--- Begin DATA ENTRIES ---

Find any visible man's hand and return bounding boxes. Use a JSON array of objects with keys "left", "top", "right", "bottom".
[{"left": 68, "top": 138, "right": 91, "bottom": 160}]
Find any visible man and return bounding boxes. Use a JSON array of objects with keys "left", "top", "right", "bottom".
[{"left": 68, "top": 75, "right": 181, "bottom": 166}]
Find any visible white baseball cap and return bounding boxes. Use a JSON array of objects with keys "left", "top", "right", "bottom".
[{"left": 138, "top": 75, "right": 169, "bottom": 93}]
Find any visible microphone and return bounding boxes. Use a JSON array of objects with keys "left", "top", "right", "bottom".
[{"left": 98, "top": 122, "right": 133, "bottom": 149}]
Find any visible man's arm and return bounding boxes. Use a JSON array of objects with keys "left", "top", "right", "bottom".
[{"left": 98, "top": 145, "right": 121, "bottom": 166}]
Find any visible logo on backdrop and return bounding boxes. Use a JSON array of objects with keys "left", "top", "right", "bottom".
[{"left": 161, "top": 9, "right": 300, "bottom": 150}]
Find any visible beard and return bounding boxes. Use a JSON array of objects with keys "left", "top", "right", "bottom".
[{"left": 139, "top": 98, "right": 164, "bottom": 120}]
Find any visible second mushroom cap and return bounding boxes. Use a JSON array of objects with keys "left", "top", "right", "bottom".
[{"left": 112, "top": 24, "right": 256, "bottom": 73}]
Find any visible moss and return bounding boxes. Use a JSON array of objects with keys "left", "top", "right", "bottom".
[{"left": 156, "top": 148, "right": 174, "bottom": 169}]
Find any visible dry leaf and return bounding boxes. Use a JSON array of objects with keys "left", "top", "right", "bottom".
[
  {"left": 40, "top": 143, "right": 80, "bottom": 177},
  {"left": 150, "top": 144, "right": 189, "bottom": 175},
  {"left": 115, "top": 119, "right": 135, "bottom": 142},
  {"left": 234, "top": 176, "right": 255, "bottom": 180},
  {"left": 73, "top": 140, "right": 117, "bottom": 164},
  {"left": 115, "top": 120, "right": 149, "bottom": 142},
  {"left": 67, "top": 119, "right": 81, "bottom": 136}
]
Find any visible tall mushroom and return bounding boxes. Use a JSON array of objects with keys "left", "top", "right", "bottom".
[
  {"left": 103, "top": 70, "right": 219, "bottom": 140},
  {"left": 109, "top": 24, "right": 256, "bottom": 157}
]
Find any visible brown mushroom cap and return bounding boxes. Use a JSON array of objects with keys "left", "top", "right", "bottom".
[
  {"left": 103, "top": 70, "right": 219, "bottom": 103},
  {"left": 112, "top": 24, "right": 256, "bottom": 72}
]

--- End DATA ENTRIES ---

- **THE EXERCISE**
Count how many lines in the rows above contain the string "mushroom", with case counting, and reply with the number alone.

- **FINAL RESULT**
3